:: Request ::
Copy the listing below line for line without changing anything, and leave out the pictures.
— BEGIN Data supplied —
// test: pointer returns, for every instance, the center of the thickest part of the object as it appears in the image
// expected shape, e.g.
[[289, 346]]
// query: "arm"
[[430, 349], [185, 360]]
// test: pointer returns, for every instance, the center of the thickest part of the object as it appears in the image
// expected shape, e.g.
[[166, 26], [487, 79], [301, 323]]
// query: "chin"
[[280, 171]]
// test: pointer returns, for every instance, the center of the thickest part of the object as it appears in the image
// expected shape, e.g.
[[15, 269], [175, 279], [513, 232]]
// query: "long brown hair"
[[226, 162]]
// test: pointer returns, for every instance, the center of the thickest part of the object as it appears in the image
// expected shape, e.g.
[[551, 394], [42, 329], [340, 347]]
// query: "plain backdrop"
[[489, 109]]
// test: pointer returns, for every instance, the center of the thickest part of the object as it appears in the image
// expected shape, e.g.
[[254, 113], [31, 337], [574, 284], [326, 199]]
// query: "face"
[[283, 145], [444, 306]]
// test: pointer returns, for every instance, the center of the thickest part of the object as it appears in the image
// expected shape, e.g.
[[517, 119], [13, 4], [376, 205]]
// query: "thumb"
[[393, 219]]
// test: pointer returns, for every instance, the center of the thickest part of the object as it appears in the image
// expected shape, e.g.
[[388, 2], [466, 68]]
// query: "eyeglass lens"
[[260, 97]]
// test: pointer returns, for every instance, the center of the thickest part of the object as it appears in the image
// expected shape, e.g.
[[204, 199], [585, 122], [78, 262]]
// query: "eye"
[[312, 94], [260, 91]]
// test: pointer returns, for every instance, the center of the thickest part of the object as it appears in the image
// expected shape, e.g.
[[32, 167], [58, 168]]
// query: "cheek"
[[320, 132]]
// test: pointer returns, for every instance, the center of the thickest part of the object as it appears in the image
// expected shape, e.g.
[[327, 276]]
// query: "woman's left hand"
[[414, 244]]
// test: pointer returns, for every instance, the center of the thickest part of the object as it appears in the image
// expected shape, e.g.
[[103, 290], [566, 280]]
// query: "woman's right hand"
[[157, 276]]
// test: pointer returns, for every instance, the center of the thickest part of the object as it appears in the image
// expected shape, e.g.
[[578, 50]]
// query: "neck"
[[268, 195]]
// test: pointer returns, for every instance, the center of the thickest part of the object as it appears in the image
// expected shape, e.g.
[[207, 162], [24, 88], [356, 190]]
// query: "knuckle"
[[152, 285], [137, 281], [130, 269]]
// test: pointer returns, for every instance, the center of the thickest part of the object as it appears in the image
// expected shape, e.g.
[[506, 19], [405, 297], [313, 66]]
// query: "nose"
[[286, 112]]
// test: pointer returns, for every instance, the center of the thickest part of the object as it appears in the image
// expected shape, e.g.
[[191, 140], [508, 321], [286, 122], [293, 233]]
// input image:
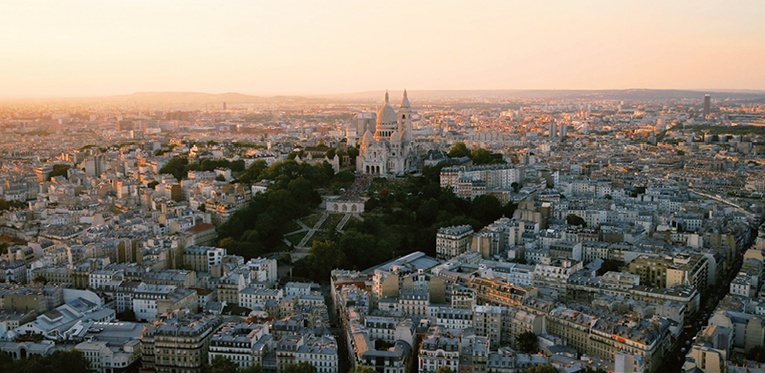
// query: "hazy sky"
[[100, 47]]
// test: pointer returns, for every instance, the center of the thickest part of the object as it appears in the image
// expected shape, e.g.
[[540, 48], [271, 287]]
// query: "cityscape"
[[193, 198]]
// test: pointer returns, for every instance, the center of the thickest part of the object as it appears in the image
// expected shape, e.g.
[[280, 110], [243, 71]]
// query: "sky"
[[75, 48]]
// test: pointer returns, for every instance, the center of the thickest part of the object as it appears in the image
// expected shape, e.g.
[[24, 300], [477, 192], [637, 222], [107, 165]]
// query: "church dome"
[[395, 137], [386, 114]]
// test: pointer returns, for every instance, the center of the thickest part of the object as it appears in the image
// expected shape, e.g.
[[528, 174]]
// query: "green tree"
[[176, 166], [220, 364], [40, 279], [516, 187], [459, 150], [572, 219], [757, 353], [486, 209], [301, 367], [353, 152], [237, 165], [527, 342], [482, 156]]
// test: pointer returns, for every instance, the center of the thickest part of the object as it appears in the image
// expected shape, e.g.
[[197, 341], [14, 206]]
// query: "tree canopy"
[[404, 217], [62, 361], [259, 228], [572, 219]]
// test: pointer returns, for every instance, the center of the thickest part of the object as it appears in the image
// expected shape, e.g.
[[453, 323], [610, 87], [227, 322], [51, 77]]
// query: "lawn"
[[311, 220], [332, 221]]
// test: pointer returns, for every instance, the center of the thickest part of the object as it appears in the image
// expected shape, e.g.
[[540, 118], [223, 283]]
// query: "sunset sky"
[[104, 47]]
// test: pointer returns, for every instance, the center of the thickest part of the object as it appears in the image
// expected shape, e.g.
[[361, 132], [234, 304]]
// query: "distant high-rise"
[[707, 105]]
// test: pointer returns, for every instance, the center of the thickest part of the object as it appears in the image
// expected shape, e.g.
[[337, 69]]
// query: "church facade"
[[387, 146]]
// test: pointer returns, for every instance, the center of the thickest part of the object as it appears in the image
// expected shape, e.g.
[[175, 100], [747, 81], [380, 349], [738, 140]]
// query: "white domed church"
[[387, 147]]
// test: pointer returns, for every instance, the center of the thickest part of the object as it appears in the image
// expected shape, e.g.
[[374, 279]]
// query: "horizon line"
[[272, 95]]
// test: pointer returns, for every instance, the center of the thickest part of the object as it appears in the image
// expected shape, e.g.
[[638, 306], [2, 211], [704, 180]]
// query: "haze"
[[89, 48]]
— END Data supplied —
:: Task solution ::
// test: pointer returns, for every instance, the center of the thickest part of the object as it appears in the image
// expected shape, e.g.
[[289, 346]]
// query: "arm"
[[430, 349], [185, 360]]
// test: pointer returns, for every instance, the center of the thickest part of the object as it appears in the image
// expected shape, e.g.
[[166, 26], [487, 79], [301, 323]]
// query: "chin"
[[280, 171]]
// test: pointer returns, for every instance, the center of the thickest part of the object as it appears in the image
// expected shape, e.g.
[[15, 269], [175, 279], [513, 232]]
// query: "long brown hair"
[[226, 162]]
// test: pointer returns, for every instance, the center of the thickest part of the object as it appears in the image
// expected shape, e.g.
[[551, 394], [42, 329], [340, 347]]
// query: "plain backdrop"
[[489, 109]]
// test: pointer returns, for every instance, the center of the thickest part of the object as it appears in the image
// expected shape, e.g.
[[254, 113], [31, 337], [574, 284], [326, 199]]
// query: "face"
[[283, 145], [444, 306]]
// test: pointer returns, for every instance, the center of the thickest part of the object as it appears in the image
// expected shape, e.g.
[[517, 119], [13, 4], [376, 205]]
// query: "thumb"
[[393, 219]]
// test: pointer returns, for every instance, the center of the thickest part of the object as it appears in the image
// expected shape, e.g.
[[388, 2], [466, 68]]
// query: "eyeglass lens"
[[260, 97]]
// test: pointer returns, for every instance, the center of the thickest part of the object as it appears in the image
// expected shape, e.g.
[[204, 199], [585, 122], [78, 262]]
// query: "eye"
[[312, 94], [260, 91]]
// test: pointer returns, for every instance, the center of the thickest part of the object as it appears in the image
// expected shape, e.g.
[[32, 167], [58, 168]]
// query: "cheek"
[[320, 132]]
// test: pointer returns, for every instance, the center of the thickest part of the object as it appears in the image
// expected shape, e.g.
[[327, 276]]
// query: "woman's left hand"
[[414, 244]]
// test: pointer returns, for every instance, the center of the thickest part of the object as it appears in the image
// expected shape, e.g.
[[103, 290], [566, 280]]
// query: "woman's right hand"
[[157, 276]]
// test: pointer returns, for every instance, the center of the thickest part of the object as it appears in the image
// expected shape, e.g.
[[578, 50]]
// query: "neck"
[[268, 195]]
// test: pointer returns, for every instance, the center of the thickest part of the object as it appears in the image
// expected shape, e.g.
[[207, 162], [24, 88], [356, 190]]
// query: "knuckle"
[[152, 285], [137, 281], [130, 269]]
// test: pointer returns, for every instance, the center of the thickest part of the object as it appears in the image
// expected shape, e.g.
[[506, 19], [405, 297], [313, 66]]
// query: "nose"
[[286, 112]]
// test: pointer returns, for every instance, the center of the thickest part of the object as it appears in the image
// expected shape, e.g.
[[191, 140], [508, 321], [286, 122], [293, 233]]
// input image:
// query: "hazy sky"
[[100, 47]]
// test: pointer returns, for every instance, the center of the thickest part of the object as it appears in the image
// expected shape, e.g.
[[540, 48], [271, 287]]
// query: "cityscape"
[[193, 198]]
// test: pointer returns, for every instance, the center of the thickest part of the object as it appears in the image
// expected shape, e.g.
[[280, 110], [243, 71]]
// query: "sky"
[[75, 48]]
// test: pointer returns, for every instance, the center of the thickest part of the object as it appears in the image
// expected shape, e.g.
[[24, 300], [477, 192], [637, 222], [107, 165]]
// query: "church dome"
[[395, 137], [386, 114]]
// test: pointer returns, for every instance, the center of the thickest part of the object as it appears in the image
// expected shape, e.g.
[[528, 174]]
// query: "green tree"
[[176, 166], [220, 364], [40, 279], [516, 187], [459, 150], [572, 219], [757, 353], [486, 209], [301, 367], [353, 152], [237, 165], [527, 342], [482, 156]]
// test: pointer returns, for every instance, the center of the thickest part of the object as it appears in the image
// expected shape, e.g.
[[197, 341], [14, 206]]
// query: "tree canopy"
[[404, 217], [62, 361], [259, 228], [572, 219]]
// test: pointer returns, for every instance, the center of the thickest part of the object as it appears in the image
// expected shape, e.g.
[[453, 323], [610, 87], [227, 322], [51, 77]]
// query: "lawn"
[[311, 220], [332, 221]]
// test: pointer returns, for every instance, the center of the thickest part of the object as it appears in the image
// expected shape, e.g.
[[540, 118], [223, 283]]
// query: "sunset sky"
[[104, 47]]
// test: pointer returns, for every instance, the center of the thickest part of the object as it appears in the image
// expected shape, e.g.
[[361, 132], [234, 304]]
// query: "distant high-rise"
[[707, 105]]
// test: pointer returns, for every instance, the center of the thickest part of the object as it appears in the image
// expected shape, e.g.
[[337, 69]]
// query: "church facade"
[[387, 146]]
// test: pointer returns, for every instance, the center of the thickest part of the object as it appears in the image
// expected shape, e.g.
[[175, 100], [747, 81], [380, 349], [738, 140]]
// query: "white domed church"
[[387, 147]]
// test: pointer returns, for every instance, the center of the thickest part of the object as it appears in the image
// expected shape, e.g.
[[374, 279]]
// query: "horizon line"
[[272, 95]]
// test: pointer returns, for every instance, the center of the thickest part of the object as it appears in the image
// expected shape, e.g.
[[638, 306], [2, 211], [704, 180]]
// query: "haze"
[[89, 48]]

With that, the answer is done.